* **TRECHO SELECIONADO**:
————
Diferente do
que ocorre nas escolas básicas da rede pública, em uma escola militar o posto
de diretor não é ocupado por um pedagogo; a gestão é realizada por um policial
com formação técnica equivalente a uma graduação voltada à educação
04/03/2014
Por Ana
Luiza Basílio, Danilo Mekari,
Jéssica
Moreira, Julia Dietrich, Pedro Ribeiro Nogueira,
Raiana
Ribeiro e Roberta Tasselli
Pela manhã,
todos se concentravam no pátio. As turmas uniformizadas se dividiam em pelotões
para a verificação dos presentes. Era o momento em que cada estudante se
apresentava a um oficial, batendo continência e mostrando respeito e
disciplina. Em seguida, a bandeira nacional era hasteada e todos entoavam o
hino nacional, da Independência ou do estado. A descrição acima poderia ser de
um quartel, mas era o dia a dia de Bruno Pena, 28, que frequentou, de 1999 a
2003, um dos seis colégios da polícia militar de Goiás, o CPMG Hugo de Carvalho
Ramos.
————
* **DADOS BRUTOS**:
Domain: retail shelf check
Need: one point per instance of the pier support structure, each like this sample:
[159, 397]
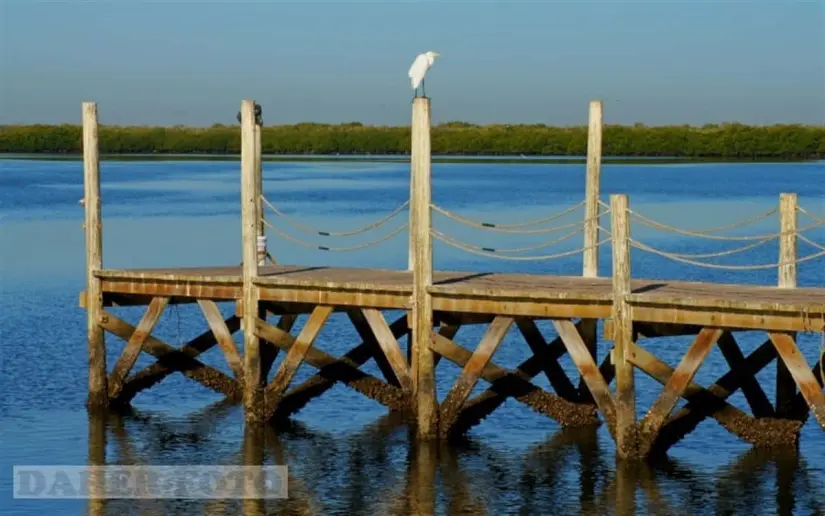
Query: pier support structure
[437, 304]
[98, 387]
[423, 365]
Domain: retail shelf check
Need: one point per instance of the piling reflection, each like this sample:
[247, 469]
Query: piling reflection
[379, 470]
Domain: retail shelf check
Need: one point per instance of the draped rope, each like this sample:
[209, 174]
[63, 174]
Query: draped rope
[309, 229]
[327, 248]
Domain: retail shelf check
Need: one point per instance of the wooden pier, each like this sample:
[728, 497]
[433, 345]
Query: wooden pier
[433, 305]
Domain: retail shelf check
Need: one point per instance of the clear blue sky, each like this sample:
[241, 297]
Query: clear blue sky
[191, 62]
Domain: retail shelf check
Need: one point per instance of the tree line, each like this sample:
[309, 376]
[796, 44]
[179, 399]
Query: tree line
[729, 140]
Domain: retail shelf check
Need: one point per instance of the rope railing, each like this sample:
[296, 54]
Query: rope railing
[708, 232]
[491, 253]
[514, 228]
[312, 230]
[757, 241]
[810, 215]
[311, 245]
[502, 253]
[678, 258]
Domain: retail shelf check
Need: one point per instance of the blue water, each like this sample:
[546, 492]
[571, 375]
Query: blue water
[345, 456]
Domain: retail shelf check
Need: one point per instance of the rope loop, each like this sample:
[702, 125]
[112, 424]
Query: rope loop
[309, 229]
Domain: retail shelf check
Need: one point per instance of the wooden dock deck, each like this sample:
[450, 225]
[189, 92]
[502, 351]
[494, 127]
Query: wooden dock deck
[434, 305]
[297, 289]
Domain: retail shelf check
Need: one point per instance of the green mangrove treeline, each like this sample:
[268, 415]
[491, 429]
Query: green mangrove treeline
[731, 140]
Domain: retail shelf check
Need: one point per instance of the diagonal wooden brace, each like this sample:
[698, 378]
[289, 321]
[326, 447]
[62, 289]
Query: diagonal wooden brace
[754, 394]
[583, 359]
[481, 406]
[316, 385]
[359, 322]
[800, 406]
[342, 370]
[472, 372]
[675, 386]
[514, 384]
[171, 360]
[223, 336]
[269, 351]
[297, 352]
[389, 346]
[703, 403]
[552, 369]
[135, 343]
[806, 381]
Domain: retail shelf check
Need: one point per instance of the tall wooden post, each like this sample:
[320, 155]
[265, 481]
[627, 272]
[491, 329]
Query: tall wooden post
[788, 204]
[98, 388]
[253, 390]
[590, 264]
[592, 187]
[259, 190]
[423, 367]
[623, 334]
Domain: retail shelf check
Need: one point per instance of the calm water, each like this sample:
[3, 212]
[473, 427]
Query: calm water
[345, 454]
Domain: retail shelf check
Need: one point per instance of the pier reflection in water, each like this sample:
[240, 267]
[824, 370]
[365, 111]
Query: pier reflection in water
[380, 470]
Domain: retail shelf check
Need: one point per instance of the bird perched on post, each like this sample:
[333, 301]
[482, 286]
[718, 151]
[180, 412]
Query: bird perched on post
[418, 70]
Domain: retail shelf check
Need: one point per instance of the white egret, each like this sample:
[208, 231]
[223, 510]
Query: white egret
[418, 70]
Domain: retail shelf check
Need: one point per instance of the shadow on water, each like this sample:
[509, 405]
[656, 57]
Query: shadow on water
[380, 470]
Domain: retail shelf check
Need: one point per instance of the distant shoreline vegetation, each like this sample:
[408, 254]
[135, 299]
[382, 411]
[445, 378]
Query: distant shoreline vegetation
[458, 140]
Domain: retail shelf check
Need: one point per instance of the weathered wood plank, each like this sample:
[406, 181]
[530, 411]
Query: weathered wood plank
[552, 369]
[798, 367]
[711, 402]
[133, 346]
[171, 360]
[269, 351]
[787, 277]
[515, 384]
[481, 406]
[297, 397]
[342, 370]
[800, 407]
[297, 352]
[472, 372]
[98, 387]
[389, 346]
[423, 367]
[623, 315]
[222, 336]
[589, 371]
[361, 325]
[754, 394]
[675, 386]
[253, 379]
[448, 331]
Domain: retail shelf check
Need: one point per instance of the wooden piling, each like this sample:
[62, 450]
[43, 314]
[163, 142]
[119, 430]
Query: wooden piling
[423, 368]
[592, 187]
[623, 334]
[98, 389]
[788, 204]
[253, 388]
[259, 190]
[589, 327]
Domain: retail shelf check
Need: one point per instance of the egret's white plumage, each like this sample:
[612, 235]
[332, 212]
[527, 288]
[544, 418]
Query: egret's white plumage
[419, 68]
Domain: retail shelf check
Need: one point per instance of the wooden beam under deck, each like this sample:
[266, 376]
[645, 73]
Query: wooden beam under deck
[691, 304]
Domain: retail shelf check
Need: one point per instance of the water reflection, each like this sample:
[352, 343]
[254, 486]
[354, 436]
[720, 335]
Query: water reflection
[379, 470]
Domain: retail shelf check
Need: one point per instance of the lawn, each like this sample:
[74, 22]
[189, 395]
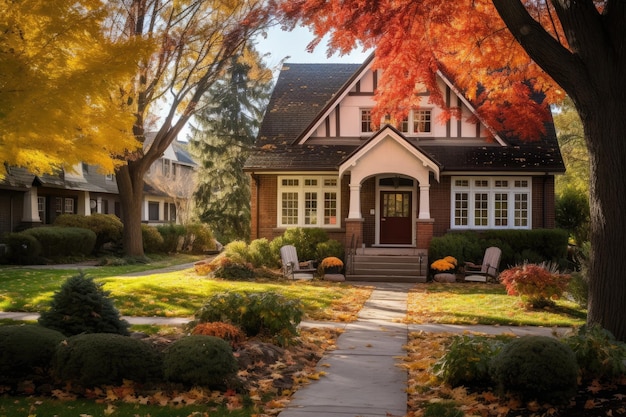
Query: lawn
[465, 303]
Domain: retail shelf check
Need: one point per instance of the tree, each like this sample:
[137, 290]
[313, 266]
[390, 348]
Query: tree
[514, 48]
[225, 132]
[59, 74]
[195, 40]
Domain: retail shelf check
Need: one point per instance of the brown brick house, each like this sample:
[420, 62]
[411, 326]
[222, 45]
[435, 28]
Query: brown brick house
[318, 163]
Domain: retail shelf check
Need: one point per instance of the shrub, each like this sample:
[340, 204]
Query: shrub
[268, 313]
[26, 351]
[152, 239]
[536, 368]
[63, 241]
[467, 360]
[598, 353]
[228, 332]
[199, 238]
[23, 248]
[536, 284]
[82, 306]
[329, 248]
[107, 227]
[260, 254]
[106, 359]
[173, 237]
[200, 360]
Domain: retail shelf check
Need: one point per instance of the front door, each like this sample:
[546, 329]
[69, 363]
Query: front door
————
* **EXERCÍCIOS**:
a) Liste os nomes de todas as pessoas que assinam o trecho sobre as escolas militares.
b) Escreva a continuação do trecho sobre as escolas militares, começando logo após a última frase apresentada.

* **RESPOSTAS**:
a) Ana Luiza Basílio, Danilo Mekari, Jéssica Moreira, Julia Dietrich, Pedro Ribeiro Nogueira, Raiana Ribeiro e Roberta Tasselli.

b)
Onze anos
depois, este modelo escolar continua vivo no estado. Só em janeiro deste ano,
dez novos colégios foram inaugurados em diferentes municípios goianos. Até o
fim de 2014, mais três escolas deste modelo serão entregues, totalizando 19 no
sistema. Administradas pela Polícia Militar do estado, essas unidades são fruto
de um termo de cooperação técnico-pedagógico entre as Secretarias Estaduais de
Segurança Pública e Educação, envolvendo também as subsecretarias regionais de
ensino. As escolas atendem estudantes do Ensino Fundamental II e Ensino Médio
em todos os períodos.
Uma das
justificativas para a existência do modelo de educação militar tem como pano de
fundo a violência nos territórios onde as escolas estão inseridas. Segundo
dados do Mapa da Violência 2013, entre 1998 e 2010, o índice de homicídio de
Goiás cresceu 119,4% (29,4 homicídios a cada cem mil habitantes), ao mesmo
tempo que a taxa do Brasil ficou estagnada em 26,2.
"Legislação
- Na Constituição Federal, o inciso VI do artigo 206, também ratifica a
gestão democrática como um dos princípios da educação brasileira".
A deputada
Sônia Chaves (PSDB), uma das responsáveis por apresentar o requerimento de
expansão do modelo ao governador do estado, Marconi Perillo (PSDB), aponta que
o projeto está em sintonia com a demanda educacional dos municípios da região.
“Nós fomos procurados por muitos gestores que lidam com a questão para
interceder junto ao governador pela instalação de colégios militares em outras
cidades.”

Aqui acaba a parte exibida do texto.